Stated exercise
Please write out again, unchanged, the rows from their first line through the line containing "30 16 L 30 15", with both of those lines included.
## START Data lines
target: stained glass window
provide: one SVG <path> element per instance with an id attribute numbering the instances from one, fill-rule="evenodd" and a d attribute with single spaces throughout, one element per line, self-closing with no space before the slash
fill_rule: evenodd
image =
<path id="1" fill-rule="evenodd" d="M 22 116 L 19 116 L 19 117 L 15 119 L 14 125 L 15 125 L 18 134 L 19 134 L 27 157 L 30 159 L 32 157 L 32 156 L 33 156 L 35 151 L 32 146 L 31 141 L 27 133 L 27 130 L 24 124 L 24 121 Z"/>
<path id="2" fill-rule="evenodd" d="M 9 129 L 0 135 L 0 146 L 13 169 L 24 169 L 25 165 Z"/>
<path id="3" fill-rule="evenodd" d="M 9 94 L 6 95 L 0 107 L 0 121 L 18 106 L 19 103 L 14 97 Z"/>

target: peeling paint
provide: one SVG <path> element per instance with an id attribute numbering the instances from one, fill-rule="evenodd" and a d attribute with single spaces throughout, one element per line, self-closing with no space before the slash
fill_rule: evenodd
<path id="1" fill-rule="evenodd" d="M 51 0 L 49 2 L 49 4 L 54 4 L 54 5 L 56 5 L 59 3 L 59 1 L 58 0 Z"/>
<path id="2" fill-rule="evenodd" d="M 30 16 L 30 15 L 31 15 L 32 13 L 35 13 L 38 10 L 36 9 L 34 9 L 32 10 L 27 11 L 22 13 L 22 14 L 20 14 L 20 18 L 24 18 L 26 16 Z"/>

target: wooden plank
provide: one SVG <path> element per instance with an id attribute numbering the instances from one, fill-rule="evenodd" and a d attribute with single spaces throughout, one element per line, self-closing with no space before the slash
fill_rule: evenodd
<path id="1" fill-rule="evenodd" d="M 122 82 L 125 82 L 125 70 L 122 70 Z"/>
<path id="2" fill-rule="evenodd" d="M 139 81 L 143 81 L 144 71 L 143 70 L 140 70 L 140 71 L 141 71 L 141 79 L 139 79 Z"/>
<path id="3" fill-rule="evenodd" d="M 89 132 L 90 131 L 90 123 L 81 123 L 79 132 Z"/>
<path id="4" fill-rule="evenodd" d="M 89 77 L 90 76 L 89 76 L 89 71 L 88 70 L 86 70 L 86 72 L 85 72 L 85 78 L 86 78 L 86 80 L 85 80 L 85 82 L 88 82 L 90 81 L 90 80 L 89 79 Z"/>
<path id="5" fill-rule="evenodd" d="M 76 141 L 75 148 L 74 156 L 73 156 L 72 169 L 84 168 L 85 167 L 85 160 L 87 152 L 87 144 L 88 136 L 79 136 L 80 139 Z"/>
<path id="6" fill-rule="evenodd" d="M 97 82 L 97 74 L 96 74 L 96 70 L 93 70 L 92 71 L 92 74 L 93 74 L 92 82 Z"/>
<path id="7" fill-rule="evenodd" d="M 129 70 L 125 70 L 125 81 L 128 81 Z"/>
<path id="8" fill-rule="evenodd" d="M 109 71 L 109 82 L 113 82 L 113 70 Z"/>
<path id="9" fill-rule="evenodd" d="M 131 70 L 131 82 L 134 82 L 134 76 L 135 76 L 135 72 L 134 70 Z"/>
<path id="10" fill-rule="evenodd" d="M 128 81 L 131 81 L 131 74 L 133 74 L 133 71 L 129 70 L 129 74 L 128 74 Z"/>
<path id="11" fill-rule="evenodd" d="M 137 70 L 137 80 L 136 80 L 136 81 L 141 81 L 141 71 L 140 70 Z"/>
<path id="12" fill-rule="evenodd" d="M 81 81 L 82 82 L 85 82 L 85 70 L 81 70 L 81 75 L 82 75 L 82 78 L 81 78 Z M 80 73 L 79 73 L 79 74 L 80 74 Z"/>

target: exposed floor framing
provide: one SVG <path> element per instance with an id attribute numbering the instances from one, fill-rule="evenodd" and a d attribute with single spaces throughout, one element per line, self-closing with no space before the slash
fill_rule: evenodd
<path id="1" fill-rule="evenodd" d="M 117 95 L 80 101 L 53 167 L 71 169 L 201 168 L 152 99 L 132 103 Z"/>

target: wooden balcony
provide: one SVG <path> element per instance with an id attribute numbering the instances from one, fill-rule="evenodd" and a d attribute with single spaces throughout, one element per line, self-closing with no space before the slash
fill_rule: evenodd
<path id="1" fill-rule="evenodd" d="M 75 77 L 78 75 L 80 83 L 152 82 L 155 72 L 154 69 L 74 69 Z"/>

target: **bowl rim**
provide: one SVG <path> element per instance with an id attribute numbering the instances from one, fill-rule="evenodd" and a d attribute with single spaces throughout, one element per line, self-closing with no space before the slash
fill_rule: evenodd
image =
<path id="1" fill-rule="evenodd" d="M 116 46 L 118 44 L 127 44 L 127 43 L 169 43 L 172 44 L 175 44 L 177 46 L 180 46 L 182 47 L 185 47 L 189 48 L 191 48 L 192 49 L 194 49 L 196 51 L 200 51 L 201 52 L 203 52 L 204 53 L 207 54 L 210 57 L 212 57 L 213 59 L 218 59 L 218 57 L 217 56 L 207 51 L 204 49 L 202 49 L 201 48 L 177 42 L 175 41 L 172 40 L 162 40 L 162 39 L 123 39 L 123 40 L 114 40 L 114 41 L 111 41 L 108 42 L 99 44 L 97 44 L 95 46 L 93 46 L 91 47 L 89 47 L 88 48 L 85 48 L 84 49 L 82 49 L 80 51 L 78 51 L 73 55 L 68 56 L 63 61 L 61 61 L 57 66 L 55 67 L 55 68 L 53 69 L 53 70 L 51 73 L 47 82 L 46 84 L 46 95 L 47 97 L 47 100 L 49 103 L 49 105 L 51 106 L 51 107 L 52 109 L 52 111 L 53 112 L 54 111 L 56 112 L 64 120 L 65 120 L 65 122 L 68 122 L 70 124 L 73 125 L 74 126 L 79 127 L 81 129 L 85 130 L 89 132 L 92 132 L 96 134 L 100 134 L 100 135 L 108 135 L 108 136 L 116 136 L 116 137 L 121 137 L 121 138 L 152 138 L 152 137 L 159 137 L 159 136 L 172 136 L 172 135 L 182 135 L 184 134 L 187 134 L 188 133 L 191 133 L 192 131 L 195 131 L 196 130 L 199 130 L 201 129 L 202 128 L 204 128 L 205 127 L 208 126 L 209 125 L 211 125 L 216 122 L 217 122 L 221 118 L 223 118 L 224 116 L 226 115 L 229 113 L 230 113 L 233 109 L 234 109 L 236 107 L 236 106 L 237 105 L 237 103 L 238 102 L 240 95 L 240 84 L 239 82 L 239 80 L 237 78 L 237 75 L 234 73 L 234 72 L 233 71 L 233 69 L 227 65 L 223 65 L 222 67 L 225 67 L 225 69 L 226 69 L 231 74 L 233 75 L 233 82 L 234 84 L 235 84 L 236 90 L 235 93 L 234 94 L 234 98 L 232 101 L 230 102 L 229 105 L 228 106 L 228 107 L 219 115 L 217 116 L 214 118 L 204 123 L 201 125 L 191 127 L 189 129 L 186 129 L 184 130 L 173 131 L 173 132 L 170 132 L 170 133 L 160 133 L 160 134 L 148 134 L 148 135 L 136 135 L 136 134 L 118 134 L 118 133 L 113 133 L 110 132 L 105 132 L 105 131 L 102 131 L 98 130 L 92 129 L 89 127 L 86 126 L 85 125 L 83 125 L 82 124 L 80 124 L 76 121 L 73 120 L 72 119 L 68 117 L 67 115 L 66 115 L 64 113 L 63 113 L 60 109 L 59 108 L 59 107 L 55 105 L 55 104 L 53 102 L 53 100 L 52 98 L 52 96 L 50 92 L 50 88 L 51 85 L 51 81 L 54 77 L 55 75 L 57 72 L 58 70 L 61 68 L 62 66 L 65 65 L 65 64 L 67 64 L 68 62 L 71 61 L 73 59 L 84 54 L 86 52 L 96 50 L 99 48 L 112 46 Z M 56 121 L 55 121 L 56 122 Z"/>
## END Data lines
Right answer
target: stained glass window
provide: one SVG <path> element per instance with an id attribute numbering the instances from one, fill-rule="evenodd" and a d attribute with single spaces throughout, one element per line, self-closing with no space before the slash
fill_rule: evenodd
image =
<path id="1" fill-rule="evenodd" d="M 22 116 L 19 116 L 19 117 L 15 119 L 14 125 L 15 125 L 18 134 L 19 134 L 27 157 L 30 159 L 32 157 L 32 156 L 33 156 L 35 151 L 32 146 L 31 141 L 27 133 L 27 130 L 24 124 L 24 121 Z"/>
<path id="2" fill-rule="evenodd" d="M 9 129 L 0 135 L 0 146 L 13 169 L 24 169 L 25 165 Z"/>
<path id="3" fill-rule="evenodd" d="M 9 94 L 6 95 L 0 107 L 0 121 L 18 106 L 19 103 L 14 97 Z"/>

target: peeling paint
provide: one SVG <path> element per instance with an id attribute numbering the instances from one, fill-rule="evenodd" and a d attribute with single spaces throughout, one element per line, self-closing with no space before the slash
fill_rule: evenodd
<path id="1" fill-rule="evenodd" d="M 51 0 L 49 2 L 49 4 L 54 4 L 54 5 L 56 5 L 59 3 L 59 1 L 58 0 Z"/>
<path id="2" fill-rule="evenodd" d="M 30 16 L 30 15 L 31 15 L 32 13 L 35 13 L 38 10 L 36 9 L 34 9 L 32 10 L 27 11 L 22 13 L 22 14 L 20 14 L 20 18 L 24 18 L 26 16 Z"/>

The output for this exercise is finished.